§ **Your task**: Look for "[locate] the iron" in the records below, then copy that line and every line after it, exactly and with nothing added.
╔══
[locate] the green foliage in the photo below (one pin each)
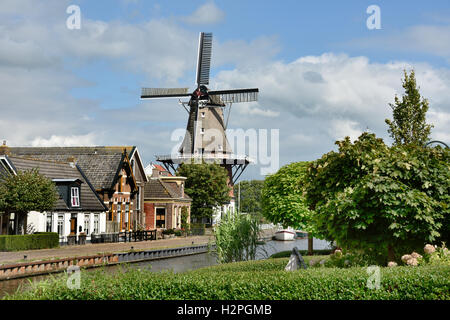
(371, 197)
(408, 125)
(27, 191)
(283, 200)
(441, 256)
(255, 280)
(250, 195)
(207, 185)
(42, 240)
(237, 237)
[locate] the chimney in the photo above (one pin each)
(4, 149)
(71, 161)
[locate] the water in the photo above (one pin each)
(178, 264)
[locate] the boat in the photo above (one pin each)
(285, 235)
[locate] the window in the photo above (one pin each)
(49, 227)
(87, 223)
(96, 223)
(160, 217)
(138, 199)
(119, 213)
(127, 211)
(61, 224)
(75, 196)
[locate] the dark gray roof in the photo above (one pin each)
(89, 200)
(100, 164)
(5, 169)
(157, 189)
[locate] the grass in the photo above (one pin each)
(254, 280)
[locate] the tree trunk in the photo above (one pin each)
(310, 244)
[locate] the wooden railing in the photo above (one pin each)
(144, 235)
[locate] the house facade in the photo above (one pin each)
(116, 172)
(78, 209)
(164, 199)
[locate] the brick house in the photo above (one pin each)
(164, 199)
(116, 172)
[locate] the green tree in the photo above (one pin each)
(27, 191)
(237, 237)
(375, 198)
(283, 200)
(248, 195)
(207, 185)
(409, 124)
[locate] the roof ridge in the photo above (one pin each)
(24, 157)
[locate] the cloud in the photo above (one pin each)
(312, 100)
(419, 38)
(208, 13)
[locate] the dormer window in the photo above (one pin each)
(75, 196)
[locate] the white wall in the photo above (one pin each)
(39, 221)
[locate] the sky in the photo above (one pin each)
(322, 73)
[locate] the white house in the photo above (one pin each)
(78, 209)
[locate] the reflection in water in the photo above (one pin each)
(179, 264)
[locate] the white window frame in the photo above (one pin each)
(75, 195)
(60, 223)
(87, 223)
(96, 223)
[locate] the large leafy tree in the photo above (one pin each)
(207, 185)
(24, 192)
(409, 124)
(372, 197)
(283, 200)
(248, 195)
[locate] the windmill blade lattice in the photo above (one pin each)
(204, 58)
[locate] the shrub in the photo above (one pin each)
(237, 237)
(255, 280)
(287, 254)
(40, 240)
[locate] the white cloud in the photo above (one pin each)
(89, 139)
(428, 39)
(208, 13)
(312, 100)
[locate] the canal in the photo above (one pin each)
(177, 264)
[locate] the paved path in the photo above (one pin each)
(99, 248)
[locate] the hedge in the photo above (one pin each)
(41, 240)
(286, 254)
(260, 280)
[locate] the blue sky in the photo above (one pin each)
(322, 73)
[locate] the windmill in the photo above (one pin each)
(205, 137)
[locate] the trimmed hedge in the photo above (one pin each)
(40, 240)
(287, 254)
(256, 280)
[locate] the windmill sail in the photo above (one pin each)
(204, 58)
(164, 92)
(235, 96)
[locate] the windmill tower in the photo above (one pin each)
(205, 138)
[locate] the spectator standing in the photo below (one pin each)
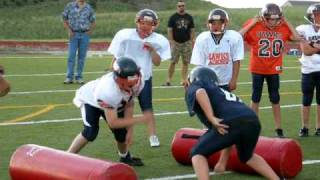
(111, 97)
(310, 67)
(267, 35)
(147, 48)
(79, 20)
(220, 49)
(181, 35)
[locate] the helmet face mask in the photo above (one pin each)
(127, 84)
(217, 21)
(272, 15)
(313, 14)
(126, 73)
(147, 21)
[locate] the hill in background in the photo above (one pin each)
(41, 19)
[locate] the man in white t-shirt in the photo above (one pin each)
(147, 48)
(219, 49)
(310, 66)
(112, 97)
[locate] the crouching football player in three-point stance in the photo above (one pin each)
(112, 97)
(229, 121)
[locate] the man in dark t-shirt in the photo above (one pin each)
(181, 36)
(229, 121)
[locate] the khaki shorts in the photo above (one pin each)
(181, 49)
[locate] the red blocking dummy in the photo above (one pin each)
(31, 162)
(283, 155)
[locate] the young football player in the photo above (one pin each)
(267, 35)
(4, 84)
(310, 67)
(147, 48)
(229, 121)
(112, 97)
(220, 49)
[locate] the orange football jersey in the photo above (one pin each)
(267, 46)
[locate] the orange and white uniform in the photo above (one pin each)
(267, 46)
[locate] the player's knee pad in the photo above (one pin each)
(120, 134)
(244, 159)
(90, 133)
(256, 95)
(307, 99)
(274, 97)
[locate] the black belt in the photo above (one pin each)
(80, 31)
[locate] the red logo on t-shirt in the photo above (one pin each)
(218, 58)
(104, 104)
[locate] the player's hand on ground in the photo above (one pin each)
(221, 128)
(316, 45)
(1, 70)
(129, 136)
(148, 46)
(71, 34)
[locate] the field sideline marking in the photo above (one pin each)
(155, 100)
(155, 87)
(187, 176)
(156, 114)
(99, 72)
(31, 115)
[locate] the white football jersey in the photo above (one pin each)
(104, 93)
(128, 43)
(309, 64)
(219, 57)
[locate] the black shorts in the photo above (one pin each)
(309, 83)
(243, 132)
(273, 82)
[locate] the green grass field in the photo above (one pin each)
(38, 95)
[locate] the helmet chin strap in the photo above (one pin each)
(313, 23)
(219, 32)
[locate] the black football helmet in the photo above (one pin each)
(126, 73)
(201, 73)
(271, 11)
(218, 15)
(147, 15)
(314, 8)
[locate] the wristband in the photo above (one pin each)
(311, 44)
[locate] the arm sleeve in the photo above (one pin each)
(238, 49)
(65, 13)
(198, 56)
(115, 46)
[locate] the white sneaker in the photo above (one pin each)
(154, 141)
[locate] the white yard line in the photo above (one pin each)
(188, 176)
(155, 87)
(99, 72)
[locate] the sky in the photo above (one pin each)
(248, 3)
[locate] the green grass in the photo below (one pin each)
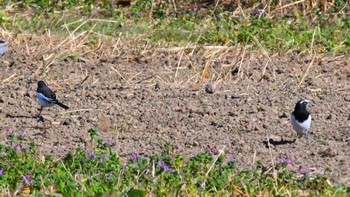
(316, 31)
(97, 170)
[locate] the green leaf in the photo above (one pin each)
(136, 193)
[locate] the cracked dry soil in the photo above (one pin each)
(142, 103)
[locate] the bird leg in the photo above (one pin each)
(39, 114)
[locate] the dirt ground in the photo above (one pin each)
(140, 101)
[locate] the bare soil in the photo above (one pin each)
(140, 101)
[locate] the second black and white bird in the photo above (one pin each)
(47, 97)
(301, 118)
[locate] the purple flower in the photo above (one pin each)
(107, 142)
(23, 133)
(285, 161)
(27, 180)
(281, 160)
(135, 156)
(25, 148)
(18, 148)
(110, 175)
(165, 167)
(202, 186)
(160, 163)
(211, 152)
(229, 159)
(303, 170)
(288, 161)
(91, 154)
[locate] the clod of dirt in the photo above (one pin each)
(209, 89)
(329, 152)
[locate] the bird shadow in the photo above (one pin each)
(19, 116)
(39, 117)
(277, 142)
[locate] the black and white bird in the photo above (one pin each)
(47, 97)
(301, 118)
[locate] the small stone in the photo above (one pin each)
(329, 152)
(67, 121)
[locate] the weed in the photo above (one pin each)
(97, 170)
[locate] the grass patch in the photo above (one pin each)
(96, 169)
(322, 31)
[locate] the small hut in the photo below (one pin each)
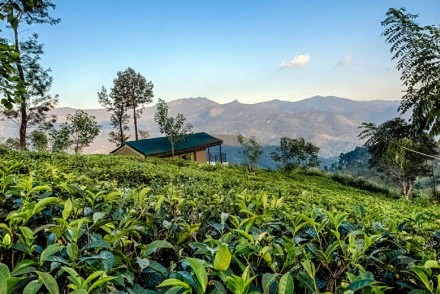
(199, 147)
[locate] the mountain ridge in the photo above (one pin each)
(329, 122)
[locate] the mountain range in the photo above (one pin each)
(332, 123)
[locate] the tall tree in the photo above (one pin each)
(39, 140)
(417, 51)
(83, 129)
(397, 150)
(174, 128)
(294, 153)
(251, 150)
(36, 102)
(60, 138)
(137, 91)
(117, 106)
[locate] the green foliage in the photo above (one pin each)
(83, 129)
(398, 151)
(39, 140)
(33, 81)
(252, 151)
(10, 85)
(105, 224)
(417, 51)
(132, 91)
(294, 153)
(174, 128)
(60, 138)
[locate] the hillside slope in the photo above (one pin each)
(329, 122)
(109, 224)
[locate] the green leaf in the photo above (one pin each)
(49, 282)
(32, 287)
(100, 282)
(422, 277)
(143, 263)
(200, 272)
(286, 285)
(158, 244)
(79, 291)
(173, 283)
(97, 216)
(222, 258)
(96, 244)
(68, 207)
(360, 284)
(267, 281)
(432, 264)
(49, 251)
(92, 277)
(4, 276)
(45, 202)
(24, 267)
(245, 235)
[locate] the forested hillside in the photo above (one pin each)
(105, 224)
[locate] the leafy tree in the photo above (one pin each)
(174, 128)
(294, 153)
(10, 84)
(33, 105)
(397, 150)
(39, 140)
(252, 151)
(11, 143)
(117, 106)
(83, 129)
(355, 159)
(137, 92)
(144, 134)
(417, 51)
(60, 138)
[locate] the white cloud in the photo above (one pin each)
(345, 61)
(297, 61)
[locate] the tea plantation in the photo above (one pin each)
(106, 224)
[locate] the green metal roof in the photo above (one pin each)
(161, 145)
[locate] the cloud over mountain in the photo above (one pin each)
(298, 61)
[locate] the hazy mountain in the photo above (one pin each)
(329, 122)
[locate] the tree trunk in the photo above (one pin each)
(121, 133)
(135, 122)
(23, 106)
(407, 190)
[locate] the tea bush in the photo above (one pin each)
(99, 224)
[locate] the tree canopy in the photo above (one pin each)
(397, 150)
(251, 151)
(83, 129)
(33, 82)
(294, 153)
(417, 51)
(174, 128)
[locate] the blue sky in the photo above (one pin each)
(250, 50)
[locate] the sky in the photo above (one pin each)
(249, 50)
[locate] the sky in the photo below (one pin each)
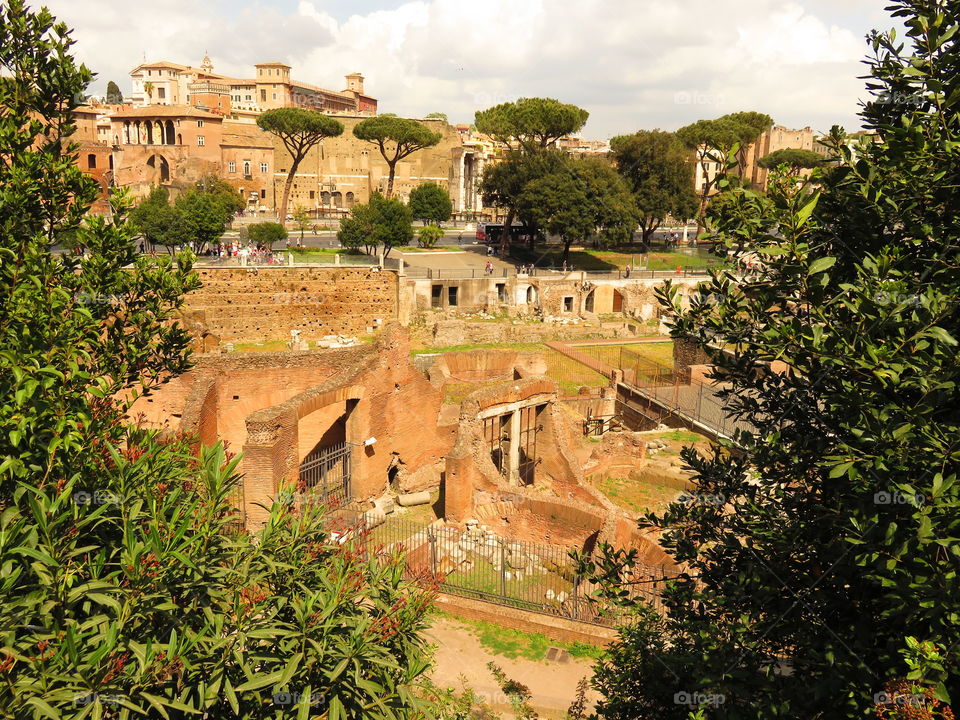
(633, 64)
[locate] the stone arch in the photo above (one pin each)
(618, 301)
(161, 168)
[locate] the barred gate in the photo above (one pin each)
(328, 472)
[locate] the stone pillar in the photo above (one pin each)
(459, 479)
(513, 461)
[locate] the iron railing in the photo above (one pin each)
(327, 473)
(478, 564)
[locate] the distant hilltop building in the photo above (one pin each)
(167, 83)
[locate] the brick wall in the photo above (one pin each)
(266, 303)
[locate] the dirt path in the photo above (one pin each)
(459, 653)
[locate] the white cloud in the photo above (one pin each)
(627, 61)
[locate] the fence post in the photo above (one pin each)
(575, 596)
(503, 569)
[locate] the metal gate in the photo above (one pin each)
(327, 471)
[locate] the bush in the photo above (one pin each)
(267, 233)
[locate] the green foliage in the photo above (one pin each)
(838, 536)
(114, 96)
(299, 130)
(793, 158)
(122, 594)
(533, 123)
(655, 164)
(530, 125)
(723, 140)
(267, 233)
(383, 222)
(428, 235)
(430, 203)
(585, 198)
(396, 138)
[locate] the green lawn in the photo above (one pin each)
(518, 644)
(611, 260)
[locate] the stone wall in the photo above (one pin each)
(237, 304)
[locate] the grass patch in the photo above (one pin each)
(635, 496)
(438, 248)
(518, 644)
(477, 346)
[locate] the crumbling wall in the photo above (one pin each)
(264, 303)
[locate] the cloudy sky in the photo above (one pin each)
(632, 63)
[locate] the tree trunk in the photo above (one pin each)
(393, 172)
(282, 218)
(505, 235)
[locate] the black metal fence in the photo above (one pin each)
(476, 563)
(327, 473)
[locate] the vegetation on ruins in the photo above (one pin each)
(197, 218)
(713, 141)
(430, 203)
(528, 125)
(794, 158)
(382, 223)
(584, 198)
(655, 163)
(429, 235)
(266, 234)
(395, 138)
(300, 130)
(121, 592)
(826, 585)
╚══
§ **Solution for this problem**:
[locate] the iron railing in the photo above (one pin each)
(327, 473)
(478, 564)
[locate] the distant hilltop building in the photo above (one pin each)
(167, 83)
[locate] the brick wall in the photo above (one pin each)
(266, 303)
[locate] the dirt path in the photo above (one pin each)
(459, 653)
[locate] the white cloud in the photo above (one pin each)
(627, 61)
[locate] the fence post in the photo above (one pin each)
(575, 596)
(503, 569)
[locate] the metal gate in the photo above (one pin each)
(327, 471)
[locate] the bush in the photo above (one pin each)
(267, 233)
[locate] the green foliage in the photo above (one pin each)
(838, 536)
(114, 96)
(299, 130)
(793, 158)
(122, 594)
(533, 123)
(655, 164)
(530, 125)
(723, 140)
(267, 233)
(383, 222)
(428, 235)
(430, 203)
(585, 198)
(396, 138)
[locate] the green lawn in the photo above (one pin each)
(518, 644)
(611, 260)
[locate] the stone wall in the photo above (one pin each)
(237, 304)
[locate] the grass patch in the photo above (one pin each)
(635, 496)
(438, 248)
(518, 644)
(477, 346)
[locate] the crumbling wall in the photo above (one pin each)
(264, 303)
[locate] the cloudy sky in the photo above (one pin each)
(632, 63)
[locate] the tree trunk in the photo above (one pin each)
(393, 172)
(282, 218)
(505, 235)
[locate] the black metal fence in the photo above (one pin each)
(476, 563)
(327, 473)
[locate] the vegetation on ruins in the photo above (one pin each)
(197, 218)
(713, 141)
(430, 203)
(528, 125)
(794, 158)
(382, 223)
(584, 198)
(655, 163)
(429, 235)
(266, 234)
(395, 138)
(300, 130)
(121, 592)
(826, 585)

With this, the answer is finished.